=== Text extract ===
5. WHERE IS THE ON/OFF SWITCH?
There is no on/off switch! To switch on, just plug it in. To switch off, if you are in the graphical environment, first exit to the Bash prompt or open the terminal. From the Bash prompt or terminal you can shut down the Raspberry Pi by entering “sudo halt -h” (without the quotation marks). Wait until all the LEDs except the power LED are off, then wait an additional second to make sure the SD card can finish its wear levelling tasks and write actions. You can now safely unplug the Raspberry Pi. Failure to properly shut down the Raspberry Pi may corrupt your SD card, which would mean you would have to re-image it. -General -Top
6. WHO OR WHAT IS NOOBS?
NOOBS stands for New Out of Box Software. It is our recommended installation method. It allows you to install the distro of your choice, even if you have little to no computing or Linux experience. You can learn more about NOOBS here. -General -Top
7. WHEN WILL THE NEXT MODEL OF THE RASPBERRY PI BE RELEASED?
As of February 2016, the third generation of the Model B Raspberry Pi has been released. Beyond this revision, which upgraded the main processor on the board to a 64-bit version, there are no immediate plans to release any more new models. We concentrate our engineering effort on making the software that runs on the Raspberry Pi faster and better all the time, which is why you should always ensure that you are running the most recent firmware. -General -Top
8. WHAT ARE THE DIMENSIONS OF THE RASPBERRY PI?
The Raspberry Pi measures 85.60mm x 56mm x 21mm (or roughly 3.37″ x 2.21″ x 0.83″), with a little overlap for the SD card and connectors which project over the edges. It weighs 45g. The Pi Zero measures 65mm x 30mm x 5.4mm (or roughly 2.56″ x 1.18″ x 0.20″). For the mechanical outline, please see the documentation here. -General -Top
9. WHAT HARDWARE DOCUMENTATION IS AVAILABLE?
10. WHAT SoC ARE YOU USING?
All versions and revisions of the Raspberry Pi other than the Raspberry Pi 2B/3B use the Broadcom BCM2835. This contains an ARM1176JZFS with floating point, running at 700Mhz, and a Videocore 4 GPU. The GPU is capable of Blu-Ray-quality playback, using H.264 at 40MBits/s. It has a fast 3D core, accessed using the supplied OpenGL ES2.0 and OpenVG libraries. The Model 2B uses the Broadcom BCM2836. This contains a quad-core ARM Cortex-a7 processor with floating point and NEON, running at 900MHz, and the same Videocore 4 GPU that is in the other models of Raspberry Pi. The Model 3B uses the Broadcom BCM2837, containing a quad-core ARM Cortex-A53 running at 1.2GHz. Its GPU capabilities are equivalent to the Pi 2. -General -Top
11. WHAT IS AN SoC?
===
- [Objectives]
a – Copy the Raspberry Pi text between "There is no" and "WHAT IS NOOBS?", inclusive.
b – Find every line in the records that contains the string "shirt" and copy each of those lines.
=== Information provided ===
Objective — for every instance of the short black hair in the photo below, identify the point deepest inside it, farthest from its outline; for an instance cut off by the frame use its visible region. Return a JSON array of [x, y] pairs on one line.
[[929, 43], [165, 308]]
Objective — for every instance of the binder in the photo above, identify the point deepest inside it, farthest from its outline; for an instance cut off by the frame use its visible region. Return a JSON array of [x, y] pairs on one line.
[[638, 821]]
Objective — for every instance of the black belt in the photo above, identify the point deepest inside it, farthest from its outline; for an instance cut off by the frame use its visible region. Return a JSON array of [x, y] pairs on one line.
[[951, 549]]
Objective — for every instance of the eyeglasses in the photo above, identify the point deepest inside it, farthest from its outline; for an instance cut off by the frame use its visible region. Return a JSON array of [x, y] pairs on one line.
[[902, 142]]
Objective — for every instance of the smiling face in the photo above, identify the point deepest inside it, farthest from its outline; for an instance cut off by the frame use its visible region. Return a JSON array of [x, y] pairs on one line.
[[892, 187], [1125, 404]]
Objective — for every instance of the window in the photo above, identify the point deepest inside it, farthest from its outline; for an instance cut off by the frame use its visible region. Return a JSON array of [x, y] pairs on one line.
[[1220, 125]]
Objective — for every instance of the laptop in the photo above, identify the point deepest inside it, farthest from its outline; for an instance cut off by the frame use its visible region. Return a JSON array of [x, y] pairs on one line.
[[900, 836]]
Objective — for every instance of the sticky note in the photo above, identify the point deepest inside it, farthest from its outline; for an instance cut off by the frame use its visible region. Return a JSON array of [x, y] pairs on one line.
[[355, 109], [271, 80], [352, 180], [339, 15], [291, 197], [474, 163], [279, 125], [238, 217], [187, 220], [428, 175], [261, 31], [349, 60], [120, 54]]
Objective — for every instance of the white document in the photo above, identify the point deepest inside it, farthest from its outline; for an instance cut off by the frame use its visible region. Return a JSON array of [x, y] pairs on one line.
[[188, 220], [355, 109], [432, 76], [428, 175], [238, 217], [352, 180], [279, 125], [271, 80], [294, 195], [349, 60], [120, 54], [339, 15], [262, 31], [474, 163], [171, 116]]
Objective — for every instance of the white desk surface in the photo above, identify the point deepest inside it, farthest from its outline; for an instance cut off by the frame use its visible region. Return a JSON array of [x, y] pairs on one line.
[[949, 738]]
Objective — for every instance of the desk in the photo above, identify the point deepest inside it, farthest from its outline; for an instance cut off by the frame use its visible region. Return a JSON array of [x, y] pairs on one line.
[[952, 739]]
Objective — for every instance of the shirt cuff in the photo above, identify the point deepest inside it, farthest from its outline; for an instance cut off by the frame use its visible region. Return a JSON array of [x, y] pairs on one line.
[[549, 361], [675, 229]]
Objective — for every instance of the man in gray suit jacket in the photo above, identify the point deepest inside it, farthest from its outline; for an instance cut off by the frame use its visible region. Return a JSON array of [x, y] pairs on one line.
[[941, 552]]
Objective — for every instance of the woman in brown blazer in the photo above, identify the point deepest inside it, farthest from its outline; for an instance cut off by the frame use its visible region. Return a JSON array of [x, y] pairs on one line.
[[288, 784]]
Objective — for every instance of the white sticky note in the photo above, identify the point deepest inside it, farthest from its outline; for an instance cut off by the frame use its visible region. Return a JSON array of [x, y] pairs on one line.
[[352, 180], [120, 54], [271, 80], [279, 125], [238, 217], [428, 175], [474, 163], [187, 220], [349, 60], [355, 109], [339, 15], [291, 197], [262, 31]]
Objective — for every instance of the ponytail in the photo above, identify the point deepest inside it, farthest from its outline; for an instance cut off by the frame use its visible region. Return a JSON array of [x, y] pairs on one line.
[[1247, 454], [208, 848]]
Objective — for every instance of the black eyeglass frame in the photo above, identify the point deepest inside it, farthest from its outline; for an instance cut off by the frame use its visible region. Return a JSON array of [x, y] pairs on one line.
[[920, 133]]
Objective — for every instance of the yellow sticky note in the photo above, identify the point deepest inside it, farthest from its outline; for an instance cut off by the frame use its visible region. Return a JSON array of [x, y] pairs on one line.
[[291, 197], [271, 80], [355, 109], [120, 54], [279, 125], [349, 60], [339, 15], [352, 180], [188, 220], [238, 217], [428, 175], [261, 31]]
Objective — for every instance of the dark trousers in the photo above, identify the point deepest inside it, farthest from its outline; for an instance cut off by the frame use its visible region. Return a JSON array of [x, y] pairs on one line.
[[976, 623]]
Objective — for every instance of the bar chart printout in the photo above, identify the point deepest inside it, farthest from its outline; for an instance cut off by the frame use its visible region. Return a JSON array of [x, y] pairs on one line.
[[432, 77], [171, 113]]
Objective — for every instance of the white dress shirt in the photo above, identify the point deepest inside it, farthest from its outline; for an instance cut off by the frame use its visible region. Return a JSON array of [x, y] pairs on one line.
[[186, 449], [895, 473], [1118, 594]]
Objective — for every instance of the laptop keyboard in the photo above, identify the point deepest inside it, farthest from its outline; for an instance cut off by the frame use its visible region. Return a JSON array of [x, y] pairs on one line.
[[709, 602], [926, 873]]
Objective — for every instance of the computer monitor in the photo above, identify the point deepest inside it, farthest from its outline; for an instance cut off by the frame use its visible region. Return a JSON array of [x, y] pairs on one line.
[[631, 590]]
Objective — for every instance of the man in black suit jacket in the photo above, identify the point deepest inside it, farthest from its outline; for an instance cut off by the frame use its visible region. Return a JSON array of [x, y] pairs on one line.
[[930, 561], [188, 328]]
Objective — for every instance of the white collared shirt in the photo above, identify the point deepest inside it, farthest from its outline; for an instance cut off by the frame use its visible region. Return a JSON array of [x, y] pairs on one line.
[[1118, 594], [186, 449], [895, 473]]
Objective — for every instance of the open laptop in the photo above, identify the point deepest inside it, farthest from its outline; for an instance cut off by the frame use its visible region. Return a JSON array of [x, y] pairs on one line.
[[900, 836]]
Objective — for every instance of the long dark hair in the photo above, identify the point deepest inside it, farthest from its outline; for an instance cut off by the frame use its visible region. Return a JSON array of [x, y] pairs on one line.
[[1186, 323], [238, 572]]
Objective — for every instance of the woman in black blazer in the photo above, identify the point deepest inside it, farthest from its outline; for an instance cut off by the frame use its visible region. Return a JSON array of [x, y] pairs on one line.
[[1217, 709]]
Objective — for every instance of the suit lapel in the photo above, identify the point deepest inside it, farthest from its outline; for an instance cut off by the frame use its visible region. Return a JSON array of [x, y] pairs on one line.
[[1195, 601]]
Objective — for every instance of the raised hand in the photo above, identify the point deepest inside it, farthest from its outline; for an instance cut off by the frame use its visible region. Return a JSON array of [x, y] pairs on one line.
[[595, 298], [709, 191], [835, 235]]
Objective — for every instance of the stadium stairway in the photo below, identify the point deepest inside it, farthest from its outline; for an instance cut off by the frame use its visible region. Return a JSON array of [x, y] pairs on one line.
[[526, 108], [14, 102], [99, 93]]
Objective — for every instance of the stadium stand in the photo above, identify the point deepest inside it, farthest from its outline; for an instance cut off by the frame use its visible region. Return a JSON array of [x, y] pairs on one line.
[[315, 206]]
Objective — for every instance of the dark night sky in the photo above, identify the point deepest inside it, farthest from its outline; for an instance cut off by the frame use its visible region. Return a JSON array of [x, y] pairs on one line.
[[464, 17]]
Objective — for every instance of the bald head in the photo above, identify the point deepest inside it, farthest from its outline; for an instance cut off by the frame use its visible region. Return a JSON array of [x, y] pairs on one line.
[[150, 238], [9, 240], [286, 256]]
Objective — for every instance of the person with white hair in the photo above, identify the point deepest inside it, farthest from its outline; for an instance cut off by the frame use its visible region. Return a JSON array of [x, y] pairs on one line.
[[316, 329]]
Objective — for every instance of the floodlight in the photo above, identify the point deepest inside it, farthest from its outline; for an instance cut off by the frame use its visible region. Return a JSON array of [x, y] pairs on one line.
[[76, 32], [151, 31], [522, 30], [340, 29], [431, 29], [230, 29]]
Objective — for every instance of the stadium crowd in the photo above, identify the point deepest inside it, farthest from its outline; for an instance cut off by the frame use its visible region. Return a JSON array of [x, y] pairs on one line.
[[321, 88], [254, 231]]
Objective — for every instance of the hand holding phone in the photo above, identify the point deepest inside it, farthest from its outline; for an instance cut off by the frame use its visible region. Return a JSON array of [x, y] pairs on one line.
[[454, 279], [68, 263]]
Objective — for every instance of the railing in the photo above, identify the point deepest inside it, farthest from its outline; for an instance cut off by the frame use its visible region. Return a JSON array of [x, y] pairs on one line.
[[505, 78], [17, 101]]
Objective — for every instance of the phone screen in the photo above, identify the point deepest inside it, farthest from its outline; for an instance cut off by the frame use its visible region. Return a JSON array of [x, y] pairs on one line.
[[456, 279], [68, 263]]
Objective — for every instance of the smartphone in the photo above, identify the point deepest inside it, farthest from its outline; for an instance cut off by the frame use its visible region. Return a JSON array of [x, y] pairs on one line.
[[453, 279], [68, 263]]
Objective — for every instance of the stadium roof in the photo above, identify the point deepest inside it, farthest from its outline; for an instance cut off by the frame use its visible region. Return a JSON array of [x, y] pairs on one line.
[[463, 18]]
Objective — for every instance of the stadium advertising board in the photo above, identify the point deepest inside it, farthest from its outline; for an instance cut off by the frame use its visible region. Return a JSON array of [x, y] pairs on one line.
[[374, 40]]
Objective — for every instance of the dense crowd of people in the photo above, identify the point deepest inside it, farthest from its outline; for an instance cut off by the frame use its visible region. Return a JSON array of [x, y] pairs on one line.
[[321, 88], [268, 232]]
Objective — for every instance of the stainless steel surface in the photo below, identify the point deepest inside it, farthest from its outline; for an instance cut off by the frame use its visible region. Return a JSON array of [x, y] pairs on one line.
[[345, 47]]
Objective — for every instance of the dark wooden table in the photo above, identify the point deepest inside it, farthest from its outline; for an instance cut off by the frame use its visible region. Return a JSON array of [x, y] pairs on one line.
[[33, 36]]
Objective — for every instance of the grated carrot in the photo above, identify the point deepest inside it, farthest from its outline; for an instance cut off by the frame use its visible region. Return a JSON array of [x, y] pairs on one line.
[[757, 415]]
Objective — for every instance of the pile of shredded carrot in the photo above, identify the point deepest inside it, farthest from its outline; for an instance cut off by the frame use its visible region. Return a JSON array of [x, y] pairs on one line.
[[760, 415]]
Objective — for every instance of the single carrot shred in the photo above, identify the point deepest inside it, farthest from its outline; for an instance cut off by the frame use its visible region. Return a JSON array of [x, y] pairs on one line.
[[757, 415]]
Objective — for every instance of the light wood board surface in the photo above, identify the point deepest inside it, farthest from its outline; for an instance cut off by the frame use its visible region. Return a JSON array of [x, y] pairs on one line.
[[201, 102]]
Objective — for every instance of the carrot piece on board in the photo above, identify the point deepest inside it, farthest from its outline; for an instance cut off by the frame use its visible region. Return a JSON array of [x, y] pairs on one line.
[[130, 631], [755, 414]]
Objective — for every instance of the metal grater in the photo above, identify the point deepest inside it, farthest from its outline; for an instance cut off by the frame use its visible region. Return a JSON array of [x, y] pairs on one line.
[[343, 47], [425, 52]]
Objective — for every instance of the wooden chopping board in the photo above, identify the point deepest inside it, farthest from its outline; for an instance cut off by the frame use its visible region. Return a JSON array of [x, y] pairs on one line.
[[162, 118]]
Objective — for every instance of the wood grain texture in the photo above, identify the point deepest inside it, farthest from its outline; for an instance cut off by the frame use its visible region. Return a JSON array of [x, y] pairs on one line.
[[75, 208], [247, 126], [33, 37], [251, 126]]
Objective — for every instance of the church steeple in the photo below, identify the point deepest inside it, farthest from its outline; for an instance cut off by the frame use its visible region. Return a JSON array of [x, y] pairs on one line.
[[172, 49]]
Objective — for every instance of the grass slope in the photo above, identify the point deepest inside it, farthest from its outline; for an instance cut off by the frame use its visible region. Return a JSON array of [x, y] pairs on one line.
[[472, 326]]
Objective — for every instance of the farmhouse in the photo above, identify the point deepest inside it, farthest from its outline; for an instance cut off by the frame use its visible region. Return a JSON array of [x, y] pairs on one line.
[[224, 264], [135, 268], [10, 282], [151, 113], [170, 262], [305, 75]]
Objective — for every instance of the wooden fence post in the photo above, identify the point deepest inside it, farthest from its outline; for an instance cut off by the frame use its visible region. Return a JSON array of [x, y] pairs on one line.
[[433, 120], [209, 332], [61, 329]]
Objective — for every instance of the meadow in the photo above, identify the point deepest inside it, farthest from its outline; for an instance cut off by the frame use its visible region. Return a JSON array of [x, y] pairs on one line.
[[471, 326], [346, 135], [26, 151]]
===
- [Responses to the tasks]
a –
There is no on/off switch! To switch on, just plug it in. To switch off, if you are in the graphical environment, first exit to the Bash prompt or open the terminal. From the Bash prompt or terminal you can shut down the Raspberry Pi by entering “sudo halt -h” (without the quotation marks). Wait until all the LEDs except the power LED are off, then wait an additional second to make sure the SD card can finish its wear levelling tasks and write actions. You can now safely unplug the Raspberry Pi. Failure to properly shut down the Raspberry Pi may corrupt your SD card, which would mean you would have to re-image it. -General -Top
6. WHO OR WHAT IS NOOBS?

b –
Objective — for every instance of the shirt cuff in the photo above, identify the point deepest inside it, farthest from its outline; for an instance cut off by the frame use its visible region. Return a JSON array of [x, y] pairs on one line.
Objective — for every instance of the white dress shirt in the photo above, identify the point deepest inside it, farthest from its outline; for an instance cut off by the frame use its visible region. Return a JSON array of [x, y] pairs on one line.
Objective — for every instance of the white collared shirt in the photo above, identify the point deepest inside it, farthest from its outline; for an instance cut off by the frame use its visible region. Return a JSON array of [x, y] pairs on one line.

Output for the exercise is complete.